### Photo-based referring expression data
- - - -

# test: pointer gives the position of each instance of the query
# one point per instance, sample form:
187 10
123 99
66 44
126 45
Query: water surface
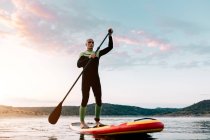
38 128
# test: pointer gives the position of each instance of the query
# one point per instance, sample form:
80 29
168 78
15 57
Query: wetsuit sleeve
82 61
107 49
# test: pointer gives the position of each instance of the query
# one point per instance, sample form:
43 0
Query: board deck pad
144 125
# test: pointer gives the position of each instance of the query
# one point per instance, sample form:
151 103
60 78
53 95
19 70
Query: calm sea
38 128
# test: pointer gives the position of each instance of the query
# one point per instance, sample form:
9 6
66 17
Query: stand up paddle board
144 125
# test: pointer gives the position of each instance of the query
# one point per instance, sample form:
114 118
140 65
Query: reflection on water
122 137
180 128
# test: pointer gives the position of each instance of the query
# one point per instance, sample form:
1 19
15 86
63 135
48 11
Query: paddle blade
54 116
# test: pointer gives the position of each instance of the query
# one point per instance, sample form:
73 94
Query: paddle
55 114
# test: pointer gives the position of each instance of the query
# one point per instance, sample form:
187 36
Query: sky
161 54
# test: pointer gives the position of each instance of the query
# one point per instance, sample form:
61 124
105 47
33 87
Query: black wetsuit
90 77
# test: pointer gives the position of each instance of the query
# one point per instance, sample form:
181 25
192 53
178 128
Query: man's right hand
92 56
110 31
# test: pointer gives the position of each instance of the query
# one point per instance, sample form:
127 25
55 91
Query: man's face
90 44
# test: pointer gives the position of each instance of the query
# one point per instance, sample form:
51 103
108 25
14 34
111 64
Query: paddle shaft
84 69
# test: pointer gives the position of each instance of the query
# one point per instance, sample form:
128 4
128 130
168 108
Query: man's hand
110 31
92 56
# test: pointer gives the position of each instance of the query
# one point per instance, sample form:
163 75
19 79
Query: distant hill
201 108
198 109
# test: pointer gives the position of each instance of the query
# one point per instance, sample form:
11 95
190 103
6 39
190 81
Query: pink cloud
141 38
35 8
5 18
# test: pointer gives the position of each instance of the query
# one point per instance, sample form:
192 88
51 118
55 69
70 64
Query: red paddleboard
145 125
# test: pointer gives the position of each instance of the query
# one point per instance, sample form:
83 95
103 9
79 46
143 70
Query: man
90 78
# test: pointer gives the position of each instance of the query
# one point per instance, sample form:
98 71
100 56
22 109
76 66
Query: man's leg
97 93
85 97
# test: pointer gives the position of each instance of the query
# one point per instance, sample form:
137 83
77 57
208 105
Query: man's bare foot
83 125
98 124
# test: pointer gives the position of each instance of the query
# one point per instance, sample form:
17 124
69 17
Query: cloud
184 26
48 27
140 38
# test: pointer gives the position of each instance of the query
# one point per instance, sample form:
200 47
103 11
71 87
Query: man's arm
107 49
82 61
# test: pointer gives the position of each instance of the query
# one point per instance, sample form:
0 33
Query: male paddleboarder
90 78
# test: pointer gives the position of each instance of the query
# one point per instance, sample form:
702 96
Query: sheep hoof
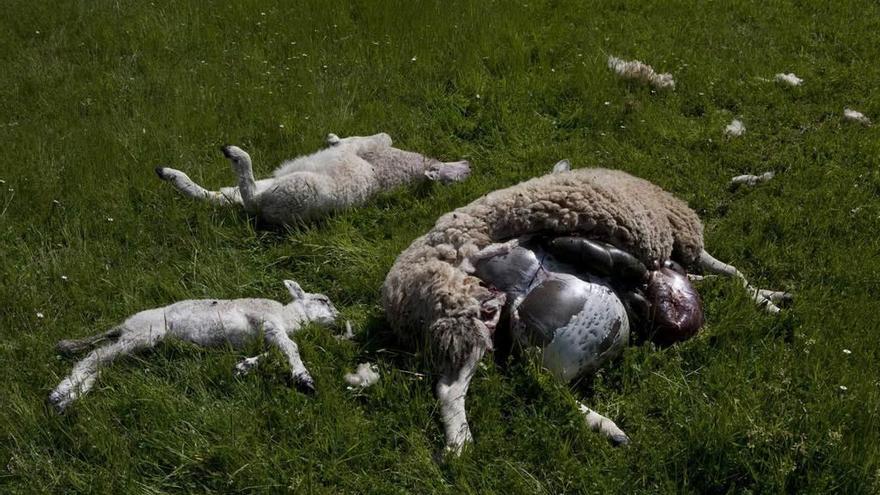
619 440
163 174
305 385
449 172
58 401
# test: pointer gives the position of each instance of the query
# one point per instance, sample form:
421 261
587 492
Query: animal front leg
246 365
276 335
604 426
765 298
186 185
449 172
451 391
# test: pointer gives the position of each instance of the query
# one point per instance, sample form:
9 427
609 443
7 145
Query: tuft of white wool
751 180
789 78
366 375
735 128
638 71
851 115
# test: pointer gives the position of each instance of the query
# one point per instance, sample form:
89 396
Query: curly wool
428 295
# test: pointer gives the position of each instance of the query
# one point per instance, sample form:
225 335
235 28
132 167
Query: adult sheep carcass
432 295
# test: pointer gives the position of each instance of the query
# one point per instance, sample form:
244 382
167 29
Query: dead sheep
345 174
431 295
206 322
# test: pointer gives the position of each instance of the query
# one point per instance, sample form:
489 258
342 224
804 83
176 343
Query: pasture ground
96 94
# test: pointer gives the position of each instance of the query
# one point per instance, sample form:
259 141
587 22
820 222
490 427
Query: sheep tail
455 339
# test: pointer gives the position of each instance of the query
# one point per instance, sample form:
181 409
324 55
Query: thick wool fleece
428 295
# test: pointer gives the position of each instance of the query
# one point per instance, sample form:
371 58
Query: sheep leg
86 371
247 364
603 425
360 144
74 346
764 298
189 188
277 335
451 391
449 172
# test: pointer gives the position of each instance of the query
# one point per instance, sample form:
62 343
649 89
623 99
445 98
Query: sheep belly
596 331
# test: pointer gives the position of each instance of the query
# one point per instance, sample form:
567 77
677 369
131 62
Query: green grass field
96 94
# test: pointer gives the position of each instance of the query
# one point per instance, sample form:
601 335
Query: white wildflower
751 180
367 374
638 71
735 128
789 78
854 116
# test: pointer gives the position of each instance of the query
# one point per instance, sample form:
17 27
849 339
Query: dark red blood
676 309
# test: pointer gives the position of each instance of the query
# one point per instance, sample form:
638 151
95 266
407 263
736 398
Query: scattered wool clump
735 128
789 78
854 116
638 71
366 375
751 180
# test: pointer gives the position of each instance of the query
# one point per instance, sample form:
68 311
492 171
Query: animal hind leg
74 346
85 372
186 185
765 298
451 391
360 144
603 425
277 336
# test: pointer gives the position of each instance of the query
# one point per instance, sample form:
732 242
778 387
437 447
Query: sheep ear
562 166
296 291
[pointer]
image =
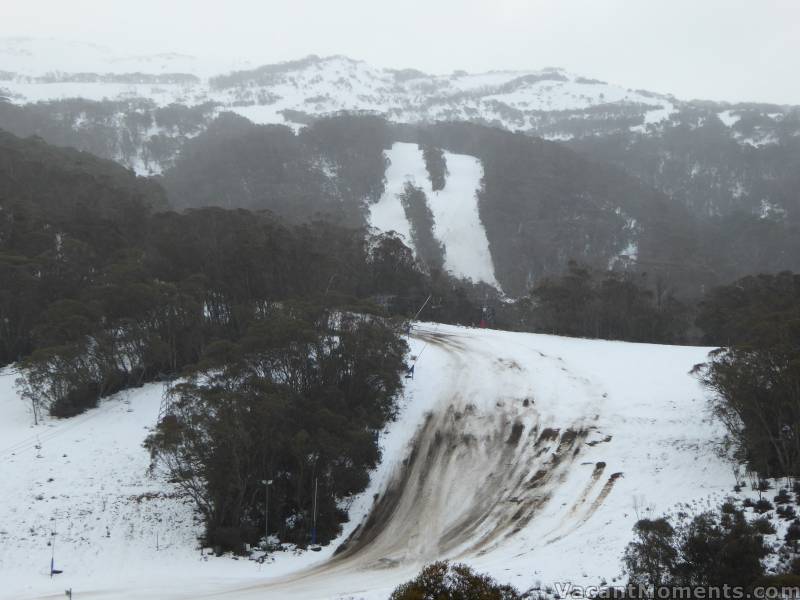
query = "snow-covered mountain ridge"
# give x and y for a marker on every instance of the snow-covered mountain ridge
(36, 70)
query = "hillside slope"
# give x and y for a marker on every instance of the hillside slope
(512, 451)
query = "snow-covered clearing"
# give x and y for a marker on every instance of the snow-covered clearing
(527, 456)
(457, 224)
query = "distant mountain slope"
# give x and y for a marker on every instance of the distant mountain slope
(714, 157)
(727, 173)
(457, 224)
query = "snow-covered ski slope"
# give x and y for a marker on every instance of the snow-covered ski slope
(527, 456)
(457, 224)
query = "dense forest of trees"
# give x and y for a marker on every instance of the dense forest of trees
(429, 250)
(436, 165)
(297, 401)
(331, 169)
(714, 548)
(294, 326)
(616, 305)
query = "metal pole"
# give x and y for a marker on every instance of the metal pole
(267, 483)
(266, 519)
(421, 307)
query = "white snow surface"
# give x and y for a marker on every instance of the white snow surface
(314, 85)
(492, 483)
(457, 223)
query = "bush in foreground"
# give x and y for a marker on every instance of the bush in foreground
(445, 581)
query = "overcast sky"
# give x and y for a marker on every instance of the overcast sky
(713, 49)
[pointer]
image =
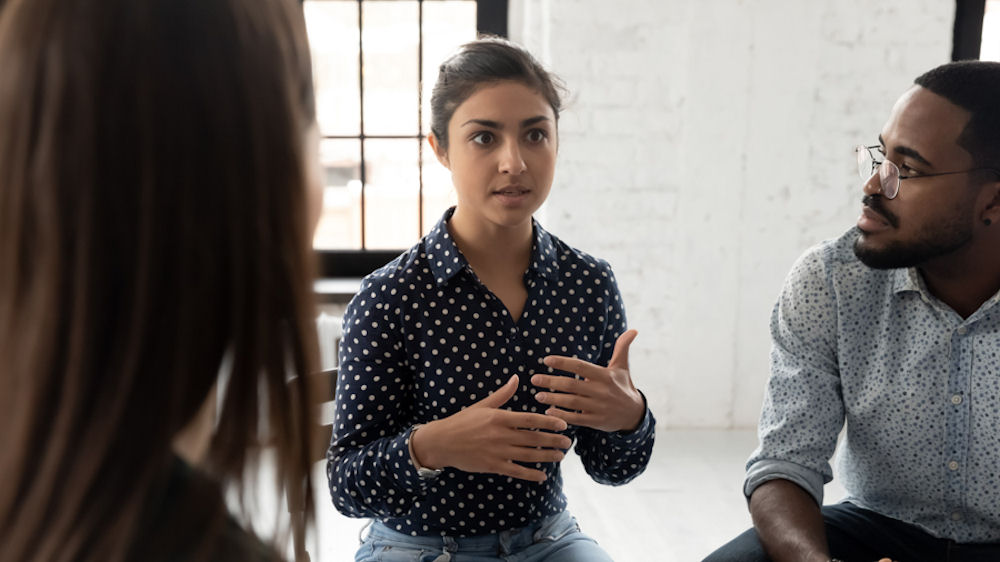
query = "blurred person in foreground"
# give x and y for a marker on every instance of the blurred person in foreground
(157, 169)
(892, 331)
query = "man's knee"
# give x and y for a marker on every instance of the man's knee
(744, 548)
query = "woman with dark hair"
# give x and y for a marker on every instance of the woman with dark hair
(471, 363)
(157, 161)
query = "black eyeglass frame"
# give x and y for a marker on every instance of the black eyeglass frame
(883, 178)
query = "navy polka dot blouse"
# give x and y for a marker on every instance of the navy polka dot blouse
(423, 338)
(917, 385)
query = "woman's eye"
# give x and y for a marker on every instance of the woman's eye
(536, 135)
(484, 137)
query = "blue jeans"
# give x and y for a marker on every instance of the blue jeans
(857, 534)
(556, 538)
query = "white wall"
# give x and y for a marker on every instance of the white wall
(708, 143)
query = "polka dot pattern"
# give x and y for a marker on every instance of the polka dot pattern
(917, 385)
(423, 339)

- - - -

### Instructions to follow
Each entry is to be transcribed verbatim, and any picture in it is to be skipped.

### Response box
# test: pointer gives the position of each instance of the query
# one point per instance, sample form:
187 10
123 99
66 44
126 45
Query: water surface
38 128
# test: pointer gives the position of each instance of the query
# one point per instance, sample form:
80 29
168 78
15 57
Query: wetsuit sleeve
82 61
107 49
# test: pointer gives the position of each instance of the query
# one point per instance, sample form:
43 0
Query: board deck pad
144 125
# test: pointer gives the position of each instance of the query
# one point per instance, sample form:
151 103
60 78
53 95
19 70
Query: calm sea
38 128
# test: pointer gives the position of each instance of the query
# one point per instance, sample form:
9 6
66 17
Query: stand up paddle board
144 125
# test: pointer gives the position of each instance of the query
# one point per instance, sample form:
114 118
140 65
Query: reflection on water
122 137
180 128
# test: pointer gives the position of each instance of the query
# one point per instance, sample form:
1 19
15 86
63 135
48 11
Query: paddle blade
54 116
# test: pointer gives the position of each instance of the query
# one point per instance, sample form:
73 94
Query: paddle
55 114
# test: pointer gives the position of each instance of the query
# one point per instance, sample form:
187 36
Query: sky
161 54
# test: pointer gives the position of each instance of the query
# one point per instance, sample form:
61 124
105 47
33 87
Query: black wetsuit
90 77
# test: pointer gives the position of each instance of the query
# one point per instance, sample form:
181 25
192 53
178 128
Query: man's right hand
92 56
110 31
# test: pointer gives the position of each instance of the query
# one point per instance, sample form:
127 25
55 91
Query: man's face
90 44
# test: pointer gives the position of each instance of the query
# one point per instance, sample form:
51 103
108 25
14 34
111 64
Query: paddle shaft
84 69
# test: pointer gives the position of each instance of the query
# one point per instance, sample form:
128 4
128 130
168 108
Query: man's hand
110 31
92 56
# test: pointer gives the position of each instance of the query
# one point per instance, sample form:
163 75
19 79
Query: distant hill
201 108
198 109
# test: pointer gives the position of each instance of the query
# one point per instance, sample form:
11 95
190 103
6 39
190 81
Query: pink cloud
141 38
35 8
5 18
# test: pointer gives the position of each instance of the query
# one point per instance, sample form:
192 88
51 118
55 69
70 64
Query: red paddleboard
145 125
# test: pointer gives the position of each instance of the query
# one point per instance, sample form:
83 95
103 9
79 46
143 70
Query: man
90 78
# test: pointer gives the position of each instance of the query
# one point per instance, sample form:
98 71
100 56
22 109
76 66
Query: man's leg
97 93
85 97
# test: pointer gives the position of each instance of the query
# one point per instance, sample form:
137 83
77 57
208 105
Query: man's bare foot
83 125
98 124
# test: pointer gives the position of each instance of the query
# one point per instance, sample form:
17 124
69 17
Query: cloud
184 26
48 27
140 38
# test: pointer gives the position of each instance of the query
# one point per instance, sample form:
200 47
103 11
71 87
Query: man's arm
107 49
82 61
# test: pointer gives the position of each instance of the query
# one point per instance, sample form:
0 33
Query: male paddleboarder
90 78
# test: pointer gives the position of each instance of the query
# one point per instance, sample form:
702 96
Query: sheep hoof
619 440
163 174
305 385
449 172
58 401
# test: pointer gives the position of each instance of the query
# one point per instance, sample form:
421 261
587 492
Query: animal front leg
246 365
276 335
604 426
765 298
186 185
449 172
451 391
# test: pointer gives the position of each instance of the query
# one point per instance, sample form:
9 427
609 443
7 145
Query: tuft of white wool
751 180
789 78
366 375
735 128
638 71
851 115
# test: pointer gives the position of each instance of the query
# one point per instance, sample form:
89 396
Query: curly wool
428 295
# test: pointer gives the position of each instance of the query
# one point per instance, sample form:
225 335
235 28
132 167
Query: adult sheep carcass
432 295
# test: pointer gives the position of each instance of the query
# one point per instance, sample form:
244 382
167 29
Query: dead sheep
345 174
431 295
206 322
# test: pointer gives the position of each instance of the query
# one point per instance, sample form:
489 258
342 224
804 83
176 343
Query: pasture ground
96 94
# test: pointer gives the position of each instance of the query
# one point per instance, sample form:
259 141
587 22
820 222
490 427
Query: sheep tail
455 339
# test: pointer gives the position of each instance of the query
# one point per instance, sample form:
181 409
324 55
Query: thick wool fleece
428 295
# test: pointer gives the position of each instance of the query
# one point per instance, sample form:
371 58
Query: sheep leg
86 371
247 364
603 425
360 144
74 346
764 298
189 188
277 335
451 391
449 172
# test: pointer gives the position of each instance of the query
# one point per instance, sample form:
62 343
649 89
623 99
445 98
Query: sheep belly
596 331
# test: pointer gives the position of each instance of the query
# one point per instance, sample form:
567 77
677 369
131 62
Query: green grass field
96 94
# test: pointer gives the position of each instance of the query
# one point per instance, sample form:
601 335
Query: white wildflower
751 180
367 374
638 71
735 128
789 78
854 116
# test: pointer gives the position of each instance of the query
# one point per instance, sample form:
17 27
849 339
Query: dark red blood
676 309
# test: pointer gives the position of each instance of the query
# one point per instance, sample form:
638 151
95 266
407 263
736 398
Query: scattered wool clump
735 128
789 78
854 116
638 71
366 375
751 180
# test: pointer gives the position of each instance of the query
# one point per instance, sample form:
68 311
492 171
Query: animal hind leg
74 346
85 372
186 185
765 298
451 391
360 144
603 425
277 336
# test: pointer gives the position of each instance of the query
# one point per instance, sample form:
732 242
778 387
437 447
Query: sheep ear
562 166
296 291
[pointer]
image =
query = "snow-covered mountain ridge"
# give x and y for a marker on every instance of the snow-covered mountain ridge
(36, 70)
query = "hillside slope"
# give x and y for a marker on every instance of the hillside slope
(512, 451)
query = "snow-covered clearing"
# give x and y for a marker on every instance of the snow-covered clearing
(527, 456)
(457, 224)
query = "distant mountain slope"
# give x and y for a marker on every instance of the distant mountain slope
(714, 157)
(727, 173)
(457, 224)
query = "snow-covered ski slope"
# give x and y for a marker on every instance of the snow-covered ski slope
(527, 456)
(457, 224)
query = "dense forest of trees"
# give x and y for a marker on every instance of the dense forest of trees
(429, 250)
(436, 165)
(297, 401)
(331, 169)
(714, 548)
(294, 326)
(616, 305)
query = "metal pole"
# give x and y for a marker on every instance of the metal pole
(267, 483)
(266, 519)
(421, 307)
query = "white snow surface"
# give x and y for a marker on every instance of the white snow surface
(314, 85)
(492, 483)
(457, 223)
query = "bush in foreground"
# give x and y for a marker on every instance of the bush in foreground
(445, 581)
query = "overcast sky"
# give x and y for a marker on every instance of the overcast sky
(713, 49)
[pointer]
image =
query = "blurred person in foreground"
# give x and y for a marker on every instance of the blurred person in foreground
(157, 169)
(892, 331)
query = "man's knee"
# give x and y for a marker on every instance of the man's knee
(744, 548)
query = "woman with dark hair"
# give x and y for a marker on every instance of the woman with dark hair
(471, 363)
(157, 161)
query = "black eyeglass frame"
# give x and y for a marker on every instance of the black eyeglass frame
(883, 178)
query = "navy polka dot blouse"
# give x and y for a marker on every instance of the navy polka dot blouse
(423, 338)
(917, 385)
query = "woman's eye"
# give x and y for a marker on every instance of the woman's eye
(536, 135)
(484, 137)
query = "blue jeans"
# give x and y for a marker on every instance of the blue jeans
(857, 534)
(556, 538)
query = "white wall"
# give x and y for a marker on every instance of the white wall
(708, 143)
query = "polka dot pattern"
# give x and y for a marker on every instance of the polka dot pattern
(917, 385)
(423, 339)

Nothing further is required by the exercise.